Each line of the data below that contains "brick" must be copied.
+++ DATA FOR THIS TASK
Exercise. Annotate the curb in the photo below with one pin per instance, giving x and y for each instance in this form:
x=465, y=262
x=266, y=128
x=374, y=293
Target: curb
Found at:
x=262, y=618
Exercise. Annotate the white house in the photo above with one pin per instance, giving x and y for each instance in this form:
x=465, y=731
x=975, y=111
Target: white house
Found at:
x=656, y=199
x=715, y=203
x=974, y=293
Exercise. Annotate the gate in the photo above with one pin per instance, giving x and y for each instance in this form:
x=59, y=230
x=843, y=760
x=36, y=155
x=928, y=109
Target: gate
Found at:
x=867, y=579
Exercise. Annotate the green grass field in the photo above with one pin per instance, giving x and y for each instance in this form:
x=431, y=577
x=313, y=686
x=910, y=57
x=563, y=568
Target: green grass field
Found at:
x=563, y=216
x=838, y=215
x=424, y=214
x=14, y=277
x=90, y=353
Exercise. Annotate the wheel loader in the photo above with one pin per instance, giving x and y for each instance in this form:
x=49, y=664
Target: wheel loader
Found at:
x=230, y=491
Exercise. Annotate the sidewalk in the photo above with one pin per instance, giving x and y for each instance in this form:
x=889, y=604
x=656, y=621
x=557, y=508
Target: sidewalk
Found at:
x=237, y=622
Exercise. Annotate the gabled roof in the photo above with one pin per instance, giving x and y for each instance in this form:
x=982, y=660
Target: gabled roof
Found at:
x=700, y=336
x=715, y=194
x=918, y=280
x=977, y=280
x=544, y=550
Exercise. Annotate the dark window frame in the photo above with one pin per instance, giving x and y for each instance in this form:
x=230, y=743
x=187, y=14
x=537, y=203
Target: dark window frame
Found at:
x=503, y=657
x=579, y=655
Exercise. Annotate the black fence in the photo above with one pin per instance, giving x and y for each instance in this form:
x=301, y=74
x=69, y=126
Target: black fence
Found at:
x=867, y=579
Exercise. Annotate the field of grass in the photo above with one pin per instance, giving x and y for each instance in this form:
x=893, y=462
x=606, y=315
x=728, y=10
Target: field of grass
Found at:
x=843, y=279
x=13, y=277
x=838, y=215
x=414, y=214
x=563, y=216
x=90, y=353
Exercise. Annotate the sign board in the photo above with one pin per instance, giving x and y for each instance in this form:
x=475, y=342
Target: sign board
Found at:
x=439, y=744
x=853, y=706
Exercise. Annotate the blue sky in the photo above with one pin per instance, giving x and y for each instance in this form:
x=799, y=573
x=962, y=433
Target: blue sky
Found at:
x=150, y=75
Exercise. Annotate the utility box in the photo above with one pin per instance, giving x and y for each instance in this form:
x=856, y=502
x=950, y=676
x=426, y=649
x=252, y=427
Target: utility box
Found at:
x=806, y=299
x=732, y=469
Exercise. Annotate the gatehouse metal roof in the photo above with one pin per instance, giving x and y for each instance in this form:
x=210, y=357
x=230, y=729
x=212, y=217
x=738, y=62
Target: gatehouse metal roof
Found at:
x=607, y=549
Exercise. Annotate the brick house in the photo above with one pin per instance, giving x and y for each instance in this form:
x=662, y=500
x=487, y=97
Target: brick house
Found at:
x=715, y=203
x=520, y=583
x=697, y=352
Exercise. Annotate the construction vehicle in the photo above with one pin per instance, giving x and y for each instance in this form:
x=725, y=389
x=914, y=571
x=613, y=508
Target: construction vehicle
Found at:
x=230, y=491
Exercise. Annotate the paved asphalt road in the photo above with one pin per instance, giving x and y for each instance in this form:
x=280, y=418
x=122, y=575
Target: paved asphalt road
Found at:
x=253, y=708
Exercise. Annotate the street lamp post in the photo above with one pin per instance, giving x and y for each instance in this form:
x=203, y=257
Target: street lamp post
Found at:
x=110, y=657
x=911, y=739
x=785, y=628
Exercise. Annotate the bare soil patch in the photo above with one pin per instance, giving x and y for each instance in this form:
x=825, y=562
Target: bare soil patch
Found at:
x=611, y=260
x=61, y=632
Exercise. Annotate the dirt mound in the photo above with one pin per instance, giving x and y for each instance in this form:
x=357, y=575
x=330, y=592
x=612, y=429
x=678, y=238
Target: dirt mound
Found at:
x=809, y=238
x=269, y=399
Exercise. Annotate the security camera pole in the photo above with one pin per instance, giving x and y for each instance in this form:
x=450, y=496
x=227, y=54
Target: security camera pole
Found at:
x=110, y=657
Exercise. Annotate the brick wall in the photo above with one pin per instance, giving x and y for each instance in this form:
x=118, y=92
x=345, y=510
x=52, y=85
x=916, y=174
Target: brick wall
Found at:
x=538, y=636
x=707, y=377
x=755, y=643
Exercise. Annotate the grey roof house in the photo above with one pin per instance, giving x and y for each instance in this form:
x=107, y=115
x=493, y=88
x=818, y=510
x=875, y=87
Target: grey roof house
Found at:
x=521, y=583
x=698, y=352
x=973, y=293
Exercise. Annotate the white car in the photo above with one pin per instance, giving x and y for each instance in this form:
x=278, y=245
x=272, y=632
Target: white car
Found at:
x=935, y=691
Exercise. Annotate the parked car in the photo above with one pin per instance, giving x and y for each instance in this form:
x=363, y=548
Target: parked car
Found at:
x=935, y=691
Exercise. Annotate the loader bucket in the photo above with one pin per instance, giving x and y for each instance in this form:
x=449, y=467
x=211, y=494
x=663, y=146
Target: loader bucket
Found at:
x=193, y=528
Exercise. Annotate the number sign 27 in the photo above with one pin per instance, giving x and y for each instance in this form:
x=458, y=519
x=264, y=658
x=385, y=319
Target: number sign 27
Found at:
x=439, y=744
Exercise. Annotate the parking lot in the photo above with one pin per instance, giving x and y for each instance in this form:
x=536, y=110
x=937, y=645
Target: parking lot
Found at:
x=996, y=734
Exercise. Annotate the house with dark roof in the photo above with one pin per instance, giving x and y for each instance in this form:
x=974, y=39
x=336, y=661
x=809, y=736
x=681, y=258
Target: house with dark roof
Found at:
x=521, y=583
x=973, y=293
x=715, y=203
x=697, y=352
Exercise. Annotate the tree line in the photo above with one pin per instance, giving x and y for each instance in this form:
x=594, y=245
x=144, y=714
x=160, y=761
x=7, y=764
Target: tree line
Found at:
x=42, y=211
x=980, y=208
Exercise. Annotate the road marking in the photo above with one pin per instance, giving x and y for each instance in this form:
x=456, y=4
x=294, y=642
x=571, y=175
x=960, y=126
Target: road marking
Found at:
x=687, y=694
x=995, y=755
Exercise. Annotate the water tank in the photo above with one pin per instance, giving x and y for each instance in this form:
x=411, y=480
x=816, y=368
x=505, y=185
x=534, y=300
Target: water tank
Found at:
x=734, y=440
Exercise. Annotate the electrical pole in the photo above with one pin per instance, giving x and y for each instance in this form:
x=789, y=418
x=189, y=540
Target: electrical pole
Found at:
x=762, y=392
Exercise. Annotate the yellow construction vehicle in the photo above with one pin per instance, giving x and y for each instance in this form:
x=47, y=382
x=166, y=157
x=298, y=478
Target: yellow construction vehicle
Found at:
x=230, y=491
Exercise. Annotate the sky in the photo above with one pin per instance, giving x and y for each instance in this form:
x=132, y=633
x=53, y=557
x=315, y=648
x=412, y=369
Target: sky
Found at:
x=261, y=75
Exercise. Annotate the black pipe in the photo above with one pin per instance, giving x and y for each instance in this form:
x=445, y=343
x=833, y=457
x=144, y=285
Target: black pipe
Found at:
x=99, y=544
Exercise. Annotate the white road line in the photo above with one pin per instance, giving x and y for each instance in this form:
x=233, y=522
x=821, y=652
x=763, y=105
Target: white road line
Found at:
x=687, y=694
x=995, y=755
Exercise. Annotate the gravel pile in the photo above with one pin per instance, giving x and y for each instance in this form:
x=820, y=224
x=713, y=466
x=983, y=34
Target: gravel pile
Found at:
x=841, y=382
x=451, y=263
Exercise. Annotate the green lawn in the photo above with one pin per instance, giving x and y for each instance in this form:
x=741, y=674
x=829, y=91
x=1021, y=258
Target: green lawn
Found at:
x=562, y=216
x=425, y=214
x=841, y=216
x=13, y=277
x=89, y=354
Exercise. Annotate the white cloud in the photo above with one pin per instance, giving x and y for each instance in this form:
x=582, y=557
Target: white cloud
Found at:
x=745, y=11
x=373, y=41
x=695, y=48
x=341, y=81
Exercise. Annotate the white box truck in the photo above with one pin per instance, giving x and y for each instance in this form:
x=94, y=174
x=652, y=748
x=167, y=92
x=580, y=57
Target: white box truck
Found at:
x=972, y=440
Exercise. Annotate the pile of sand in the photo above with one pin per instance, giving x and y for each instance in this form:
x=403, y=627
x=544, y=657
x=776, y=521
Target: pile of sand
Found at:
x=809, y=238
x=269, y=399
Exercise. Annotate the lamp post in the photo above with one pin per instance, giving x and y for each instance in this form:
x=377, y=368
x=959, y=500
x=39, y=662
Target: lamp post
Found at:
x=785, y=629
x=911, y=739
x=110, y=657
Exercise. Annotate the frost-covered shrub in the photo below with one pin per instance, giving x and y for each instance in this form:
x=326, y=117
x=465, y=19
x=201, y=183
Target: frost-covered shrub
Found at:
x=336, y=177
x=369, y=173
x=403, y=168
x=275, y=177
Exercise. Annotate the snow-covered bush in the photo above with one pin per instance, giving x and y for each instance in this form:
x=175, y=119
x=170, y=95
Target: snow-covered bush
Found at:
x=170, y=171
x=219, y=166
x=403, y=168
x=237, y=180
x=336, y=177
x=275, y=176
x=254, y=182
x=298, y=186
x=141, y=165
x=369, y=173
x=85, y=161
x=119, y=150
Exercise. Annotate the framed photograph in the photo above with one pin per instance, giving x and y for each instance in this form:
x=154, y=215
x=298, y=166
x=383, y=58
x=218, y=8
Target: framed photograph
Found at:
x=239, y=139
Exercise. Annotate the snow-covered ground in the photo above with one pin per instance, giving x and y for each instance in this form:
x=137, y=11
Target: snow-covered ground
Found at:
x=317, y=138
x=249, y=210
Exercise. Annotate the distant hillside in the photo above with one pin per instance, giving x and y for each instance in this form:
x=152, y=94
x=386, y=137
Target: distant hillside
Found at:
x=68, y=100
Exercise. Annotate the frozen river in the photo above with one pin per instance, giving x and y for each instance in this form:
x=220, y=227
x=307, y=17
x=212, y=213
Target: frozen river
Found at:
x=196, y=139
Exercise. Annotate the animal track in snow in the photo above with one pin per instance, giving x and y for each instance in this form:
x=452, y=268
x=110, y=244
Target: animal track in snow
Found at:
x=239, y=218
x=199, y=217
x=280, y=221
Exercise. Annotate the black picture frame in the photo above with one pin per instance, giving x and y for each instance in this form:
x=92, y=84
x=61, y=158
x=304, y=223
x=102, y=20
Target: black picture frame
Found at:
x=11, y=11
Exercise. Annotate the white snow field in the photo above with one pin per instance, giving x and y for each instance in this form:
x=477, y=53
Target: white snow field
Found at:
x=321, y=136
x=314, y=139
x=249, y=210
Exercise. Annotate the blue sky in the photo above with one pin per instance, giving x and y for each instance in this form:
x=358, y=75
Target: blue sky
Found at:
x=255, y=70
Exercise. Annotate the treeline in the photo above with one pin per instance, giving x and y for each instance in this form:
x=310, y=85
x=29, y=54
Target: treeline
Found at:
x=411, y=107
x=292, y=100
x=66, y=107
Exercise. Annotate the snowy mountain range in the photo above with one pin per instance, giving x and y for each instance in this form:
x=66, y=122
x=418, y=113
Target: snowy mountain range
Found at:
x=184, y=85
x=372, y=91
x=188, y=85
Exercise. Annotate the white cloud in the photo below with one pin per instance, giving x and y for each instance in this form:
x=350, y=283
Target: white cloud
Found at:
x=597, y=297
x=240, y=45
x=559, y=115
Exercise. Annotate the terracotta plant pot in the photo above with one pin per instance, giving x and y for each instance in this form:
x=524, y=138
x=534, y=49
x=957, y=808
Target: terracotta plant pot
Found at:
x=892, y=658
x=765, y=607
++++++
**SOLVED EXERCISE**
Exercise. Annotate the brick house in the photo above with one pin per instance, giving x and y for each instance in this form:
Target: brick house
Exercise. Annotate the brick wall in the photo above with one pin per instance, giving x and y for each instance in this form:
Target: brick wall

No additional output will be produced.